> **EXERCISE PROMPT**
Keep every line of the data below that has the string "shirt" and present those lines.

= Beginning of Section =

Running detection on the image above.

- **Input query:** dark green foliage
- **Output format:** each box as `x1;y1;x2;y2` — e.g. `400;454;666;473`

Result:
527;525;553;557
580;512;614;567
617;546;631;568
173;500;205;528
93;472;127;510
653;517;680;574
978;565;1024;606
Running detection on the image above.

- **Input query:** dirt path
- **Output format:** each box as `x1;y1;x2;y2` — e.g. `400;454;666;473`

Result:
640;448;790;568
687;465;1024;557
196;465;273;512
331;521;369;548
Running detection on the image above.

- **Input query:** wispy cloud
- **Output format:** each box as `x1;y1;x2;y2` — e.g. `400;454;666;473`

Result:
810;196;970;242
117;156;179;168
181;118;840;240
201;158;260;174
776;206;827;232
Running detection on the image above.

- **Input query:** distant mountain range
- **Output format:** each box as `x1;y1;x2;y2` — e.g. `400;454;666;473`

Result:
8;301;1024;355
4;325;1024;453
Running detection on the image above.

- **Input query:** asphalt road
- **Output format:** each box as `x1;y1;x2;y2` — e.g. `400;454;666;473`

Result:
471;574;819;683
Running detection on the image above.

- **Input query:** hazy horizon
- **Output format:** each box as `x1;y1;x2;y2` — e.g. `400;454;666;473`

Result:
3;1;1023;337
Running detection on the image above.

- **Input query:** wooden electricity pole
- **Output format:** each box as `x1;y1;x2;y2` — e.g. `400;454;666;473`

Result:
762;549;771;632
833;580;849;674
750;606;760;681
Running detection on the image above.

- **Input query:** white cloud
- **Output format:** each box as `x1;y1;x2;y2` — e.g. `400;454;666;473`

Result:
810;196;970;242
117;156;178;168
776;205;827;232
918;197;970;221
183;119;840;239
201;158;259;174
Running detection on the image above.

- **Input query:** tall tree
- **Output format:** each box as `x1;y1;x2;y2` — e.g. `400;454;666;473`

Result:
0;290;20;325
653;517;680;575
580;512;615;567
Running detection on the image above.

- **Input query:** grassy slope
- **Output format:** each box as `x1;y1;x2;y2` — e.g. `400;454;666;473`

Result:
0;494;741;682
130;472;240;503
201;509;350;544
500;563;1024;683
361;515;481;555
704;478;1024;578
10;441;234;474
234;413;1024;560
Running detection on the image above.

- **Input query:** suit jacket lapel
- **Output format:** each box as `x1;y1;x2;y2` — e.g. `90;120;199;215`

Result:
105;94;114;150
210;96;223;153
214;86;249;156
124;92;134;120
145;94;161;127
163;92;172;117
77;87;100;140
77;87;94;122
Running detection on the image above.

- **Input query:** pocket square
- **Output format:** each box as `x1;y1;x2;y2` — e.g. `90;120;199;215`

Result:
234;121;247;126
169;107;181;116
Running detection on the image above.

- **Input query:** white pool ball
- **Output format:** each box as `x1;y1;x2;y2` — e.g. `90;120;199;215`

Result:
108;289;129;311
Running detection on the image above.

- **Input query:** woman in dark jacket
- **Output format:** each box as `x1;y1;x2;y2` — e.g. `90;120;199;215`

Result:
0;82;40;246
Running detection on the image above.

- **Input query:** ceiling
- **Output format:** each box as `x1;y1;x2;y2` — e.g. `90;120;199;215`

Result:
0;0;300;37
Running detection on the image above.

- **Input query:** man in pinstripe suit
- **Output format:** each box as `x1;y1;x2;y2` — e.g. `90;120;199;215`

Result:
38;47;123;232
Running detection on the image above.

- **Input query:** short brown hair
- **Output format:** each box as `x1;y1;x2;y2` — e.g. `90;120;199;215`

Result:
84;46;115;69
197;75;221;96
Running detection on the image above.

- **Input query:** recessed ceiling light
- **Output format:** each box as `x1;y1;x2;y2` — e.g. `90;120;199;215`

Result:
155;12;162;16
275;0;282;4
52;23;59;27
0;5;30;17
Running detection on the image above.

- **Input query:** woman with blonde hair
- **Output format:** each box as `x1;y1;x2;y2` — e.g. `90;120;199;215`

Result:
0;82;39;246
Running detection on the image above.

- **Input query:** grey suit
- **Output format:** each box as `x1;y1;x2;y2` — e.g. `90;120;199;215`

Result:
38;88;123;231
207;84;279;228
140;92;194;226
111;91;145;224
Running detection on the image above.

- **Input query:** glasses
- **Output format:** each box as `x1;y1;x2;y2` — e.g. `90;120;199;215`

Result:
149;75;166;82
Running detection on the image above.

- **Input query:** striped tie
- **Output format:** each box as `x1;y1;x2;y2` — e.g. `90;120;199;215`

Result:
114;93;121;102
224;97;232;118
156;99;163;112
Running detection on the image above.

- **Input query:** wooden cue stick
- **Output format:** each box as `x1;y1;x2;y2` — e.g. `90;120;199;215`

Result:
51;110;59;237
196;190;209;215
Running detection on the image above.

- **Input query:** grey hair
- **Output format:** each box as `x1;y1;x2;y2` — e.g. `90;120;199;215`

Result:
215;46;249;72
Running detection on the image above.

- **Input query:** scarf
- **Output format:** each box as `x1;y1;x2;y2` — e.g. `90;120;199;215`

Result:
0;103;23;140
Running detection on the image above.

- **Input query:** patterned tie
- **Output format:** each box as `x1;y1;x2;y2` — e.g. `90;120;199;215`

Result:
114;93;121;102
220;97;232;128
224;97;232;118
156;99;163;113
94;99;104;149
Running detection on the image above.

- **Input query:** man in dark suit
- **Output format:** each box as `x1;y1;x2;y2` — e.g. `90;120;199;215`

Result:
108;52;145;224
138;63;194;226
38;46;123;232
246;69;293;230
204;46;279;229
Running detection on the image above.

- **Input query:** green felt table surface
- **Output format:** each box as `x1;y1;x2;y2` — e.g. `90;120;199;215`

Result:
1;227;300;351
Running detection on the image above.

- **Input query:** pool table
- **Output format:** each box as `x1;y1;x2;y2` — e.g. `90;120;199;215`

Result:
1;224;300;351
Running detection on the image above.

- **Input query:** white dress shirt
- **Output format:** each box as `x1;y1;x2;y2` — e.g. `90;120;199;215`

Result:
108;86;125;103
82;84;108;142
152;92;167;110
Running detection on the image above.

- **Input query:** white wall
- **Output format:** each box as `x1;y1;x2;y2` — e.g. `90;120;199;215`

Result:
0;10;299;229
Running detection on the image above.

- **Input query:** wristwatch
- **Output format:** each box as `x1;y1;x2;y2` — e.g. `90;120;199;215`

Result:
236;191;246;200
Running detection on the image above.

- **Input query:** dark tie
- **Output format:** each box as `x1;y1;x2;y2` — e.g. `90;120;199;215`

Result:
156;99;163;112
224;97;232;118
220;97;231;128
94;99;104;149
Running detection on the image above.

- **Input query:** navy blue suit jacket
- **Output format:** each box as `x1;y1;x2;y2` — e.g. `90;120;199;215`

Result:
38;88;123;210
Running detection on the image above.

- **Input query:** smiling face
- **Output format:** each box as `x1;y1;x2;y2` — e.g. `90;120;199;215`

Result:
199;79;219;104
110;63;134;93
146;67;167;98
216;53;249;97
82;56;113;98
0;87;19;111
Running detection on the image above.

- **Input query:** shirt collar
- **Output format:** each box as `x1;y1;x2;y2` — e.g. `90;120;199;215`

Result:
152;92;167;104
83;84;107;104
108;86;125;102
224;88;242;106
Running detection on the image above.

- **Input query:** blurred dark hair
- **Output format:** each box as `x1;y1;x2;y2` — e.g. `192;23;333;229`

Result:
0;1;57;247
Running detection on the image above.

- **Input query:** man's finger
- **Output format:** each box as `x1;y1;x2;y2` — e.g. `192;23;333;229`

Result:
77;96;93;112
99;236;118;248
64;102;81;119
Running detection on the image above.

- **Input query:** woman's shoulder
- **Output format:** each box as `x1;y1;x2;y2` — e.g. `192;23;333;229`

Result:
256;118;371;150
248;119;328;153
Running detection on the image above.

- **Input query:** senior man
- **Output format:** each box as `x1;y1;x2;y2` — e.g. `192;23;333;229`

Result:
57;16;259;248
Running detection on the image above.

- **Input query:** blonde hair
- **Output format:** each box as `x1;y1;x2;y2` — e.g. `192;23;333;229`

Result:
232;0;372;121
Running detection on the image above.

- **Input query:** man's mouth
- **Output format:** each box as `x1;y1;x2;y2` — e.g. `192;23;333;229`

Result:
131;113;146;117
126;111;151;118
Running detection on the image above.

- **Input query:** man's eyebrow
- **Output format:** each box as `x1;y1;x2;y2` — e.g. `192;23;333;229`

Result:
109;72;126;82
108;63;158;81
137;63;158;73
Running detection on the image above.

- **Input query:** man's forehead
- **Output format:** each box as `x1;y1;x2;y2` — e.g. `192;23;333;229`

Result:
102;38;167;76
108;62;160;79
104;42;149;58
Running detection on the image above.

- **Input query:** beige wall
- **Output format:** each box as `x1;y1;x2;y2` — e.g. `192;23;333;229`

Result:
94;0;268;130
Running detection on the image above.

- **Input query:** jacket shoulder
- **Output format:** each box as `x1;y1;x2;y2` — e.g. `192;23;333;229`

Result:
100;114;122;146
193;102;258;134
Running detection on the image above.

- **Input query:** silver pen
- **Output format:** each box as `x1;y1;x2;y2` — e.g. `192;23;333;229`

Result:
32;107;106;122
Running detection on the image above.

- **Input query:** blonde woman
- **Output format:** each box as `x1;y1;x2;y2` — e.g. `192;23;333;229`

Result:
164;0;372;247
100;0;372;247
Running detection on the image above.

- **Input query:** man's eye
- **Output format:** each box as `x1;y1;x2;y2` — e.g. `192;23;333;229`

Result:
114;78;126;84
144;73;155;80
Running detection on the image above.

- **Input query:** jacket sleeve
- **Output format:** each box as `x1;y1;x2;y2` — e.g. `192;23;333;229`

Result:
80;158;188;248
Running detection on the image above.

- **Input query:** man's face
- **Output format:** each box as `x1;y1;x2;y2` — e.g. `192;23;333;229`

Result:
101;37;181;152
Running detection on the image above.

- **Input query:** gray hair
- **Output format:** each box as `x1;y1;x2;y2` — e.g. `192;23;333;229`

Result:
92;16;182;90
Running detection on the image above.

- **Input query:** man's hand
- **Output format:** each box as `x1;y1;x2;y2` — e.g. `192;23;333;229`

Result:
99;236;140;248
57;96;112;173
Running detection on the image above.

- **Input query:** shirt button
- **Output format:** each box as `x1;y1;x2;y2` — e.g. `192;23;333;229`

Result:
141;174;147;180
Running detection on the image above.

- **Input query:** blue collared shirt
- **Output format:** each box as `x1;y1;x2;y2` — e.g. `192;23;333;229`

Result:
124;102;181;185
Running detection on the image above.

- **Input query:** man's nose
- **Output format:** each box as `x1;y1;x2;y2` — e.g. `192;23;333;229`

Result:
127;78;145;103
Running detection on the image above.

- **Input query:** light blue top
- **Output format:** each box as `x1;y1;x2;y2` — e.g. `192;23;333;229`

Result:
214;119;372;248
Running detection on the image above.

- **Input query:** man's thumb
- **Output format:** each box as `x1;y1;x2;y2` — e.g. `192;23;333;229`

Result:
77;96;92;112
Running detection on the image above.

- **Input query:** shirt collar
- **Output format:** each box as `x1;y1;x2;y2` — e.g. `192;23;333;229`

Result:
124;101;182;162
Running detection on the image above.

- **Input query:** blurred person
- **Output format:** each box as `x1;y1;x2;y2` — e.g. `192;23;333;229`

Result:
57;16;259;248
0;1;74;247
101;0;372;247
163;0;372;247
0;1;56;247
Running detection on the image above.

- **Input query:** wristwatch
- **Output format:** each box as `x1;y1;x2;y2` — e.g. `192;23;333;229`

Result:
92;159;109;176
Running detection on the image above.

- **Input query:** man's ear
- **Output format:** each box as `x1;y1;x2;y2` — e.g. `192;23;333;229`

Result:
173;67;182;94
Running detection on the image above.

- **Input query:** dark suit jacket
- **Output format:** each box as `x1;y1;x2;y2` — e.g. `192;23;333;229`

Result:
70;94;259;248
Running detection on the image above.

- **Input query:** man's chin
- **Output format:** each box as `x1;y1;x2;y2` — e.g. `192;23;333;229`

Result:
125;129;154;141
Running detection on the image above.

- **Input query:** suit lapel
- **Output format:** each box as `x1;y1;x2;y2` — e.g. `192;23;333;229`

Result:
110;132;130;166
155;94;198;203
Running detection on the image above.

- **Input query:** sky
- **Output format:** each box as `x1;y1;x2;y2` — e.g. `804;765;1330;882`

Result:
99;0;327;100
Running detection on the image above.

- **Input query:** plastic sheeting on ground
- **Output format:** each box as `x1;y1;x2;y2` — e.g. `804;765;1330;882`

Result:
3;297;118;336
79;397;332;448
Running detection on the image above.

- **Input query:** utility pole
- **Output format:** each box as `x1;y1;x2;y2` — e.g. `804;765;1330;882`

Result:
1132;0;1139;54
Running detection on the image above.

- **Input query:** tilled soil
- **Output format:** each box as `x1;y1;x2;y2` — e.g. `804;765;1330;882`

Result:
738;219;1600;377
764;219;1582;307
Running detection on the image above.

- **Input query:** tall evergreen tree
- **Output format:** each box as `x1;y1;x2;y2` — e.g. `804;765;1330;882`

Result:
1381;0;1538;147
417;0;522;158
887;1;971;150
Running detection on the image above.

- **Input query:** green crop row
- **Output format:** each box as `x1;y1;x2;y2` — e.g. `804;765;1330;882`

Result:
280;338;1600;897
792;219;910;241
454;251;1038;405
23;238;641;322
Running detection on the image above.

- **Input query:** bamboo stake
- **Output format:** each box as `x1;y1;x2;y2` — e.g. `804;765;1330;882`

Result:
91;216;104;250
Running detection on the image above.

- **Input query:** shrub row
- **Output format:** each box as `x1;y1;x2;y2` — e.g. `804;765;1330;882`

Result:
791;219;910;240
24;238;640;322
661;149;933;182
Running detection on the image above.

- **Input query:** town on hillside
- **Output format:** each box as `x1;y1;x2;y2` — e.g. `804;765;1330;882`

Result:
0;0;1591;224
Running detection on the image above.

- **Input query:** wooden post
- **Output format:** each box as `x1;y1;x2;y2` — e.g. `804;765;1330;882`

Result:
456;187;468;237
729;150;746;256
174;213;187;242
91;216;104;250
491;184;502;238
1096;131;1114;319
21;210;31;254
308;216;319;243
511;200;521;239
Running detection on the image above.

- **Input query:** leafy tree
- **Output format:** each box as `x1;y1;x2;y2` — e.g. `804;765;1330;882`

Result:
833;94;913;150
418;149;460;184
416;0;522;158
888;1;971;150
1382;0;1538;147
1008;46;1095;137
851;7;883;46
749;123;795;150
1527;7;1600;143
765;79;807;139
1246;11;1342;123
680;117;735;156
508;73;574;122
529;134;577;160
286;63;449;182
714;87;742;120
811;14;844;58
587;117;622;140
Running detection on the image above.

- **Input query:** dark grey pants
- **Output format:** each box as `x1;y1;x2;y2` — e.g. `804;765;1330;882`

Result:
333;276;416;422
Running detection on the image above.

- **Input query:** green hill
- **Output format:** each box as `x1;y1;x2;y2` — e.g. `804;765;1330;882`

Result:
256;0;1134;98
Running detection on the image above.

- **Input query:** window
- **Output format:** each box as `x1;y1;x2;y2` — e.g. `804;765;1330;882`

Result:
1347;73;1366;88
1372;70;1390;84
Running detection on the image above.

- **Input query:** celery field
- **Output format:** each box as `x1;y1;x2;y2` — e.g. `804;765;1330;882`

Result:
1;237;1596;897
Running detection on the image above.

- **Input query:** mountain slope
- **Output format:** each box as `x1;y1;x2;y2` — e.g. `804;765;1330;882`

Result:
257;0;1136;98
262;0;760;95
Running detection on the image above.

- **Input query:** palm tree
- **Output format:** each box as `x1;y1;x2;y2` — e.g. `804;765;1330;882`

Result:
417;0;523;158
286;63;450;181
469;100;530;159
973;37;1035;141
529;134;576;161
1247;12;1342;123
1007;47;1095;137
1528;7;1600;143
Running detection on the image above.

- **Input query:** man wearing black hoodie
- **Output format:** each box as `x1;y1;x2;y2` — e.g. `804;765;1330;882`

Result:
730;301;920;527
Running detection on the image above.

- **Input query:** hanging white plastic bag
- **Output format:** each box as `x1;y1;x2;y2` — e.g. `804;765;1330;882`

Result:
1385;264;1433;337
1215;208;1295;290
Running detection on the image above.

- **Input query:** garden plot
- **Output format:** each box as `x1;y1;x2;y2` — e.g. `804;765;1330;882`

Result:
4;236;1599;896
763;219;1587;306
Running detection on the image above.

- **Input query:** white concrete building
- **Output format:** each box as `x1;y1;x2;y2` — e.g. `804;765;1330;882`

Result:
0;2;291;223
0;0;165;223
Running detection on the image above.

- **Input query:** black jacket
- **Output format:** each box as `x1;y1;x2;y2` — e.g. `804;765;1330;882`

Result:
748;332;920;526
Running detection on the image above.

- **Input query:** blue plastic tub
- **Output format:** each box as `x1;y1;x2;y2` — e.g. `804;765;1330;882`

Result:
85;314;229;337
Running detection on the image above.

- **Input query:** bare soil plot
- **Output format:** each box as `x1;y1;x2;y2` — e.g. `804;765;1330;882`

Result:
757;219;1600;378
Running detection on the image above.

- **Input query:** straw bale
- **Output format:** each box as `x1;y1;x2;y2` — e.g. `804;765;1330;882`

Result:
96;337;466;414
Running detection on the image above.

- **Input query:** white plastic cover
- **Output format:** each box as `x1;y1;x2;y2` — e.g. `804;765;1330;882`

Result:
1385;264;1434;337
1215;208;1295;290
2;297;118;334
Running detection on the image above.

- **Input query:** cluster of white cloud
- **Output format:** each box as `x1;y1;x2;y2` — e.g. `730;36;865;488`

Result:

= End of Section =

> **RESPONSE**
- **Input query:** white dress shirt
- **Input query:** shirt collar
- **Input query:** shirt button
- **Input query:** blue collared shirt
- **Input query:** shirt collar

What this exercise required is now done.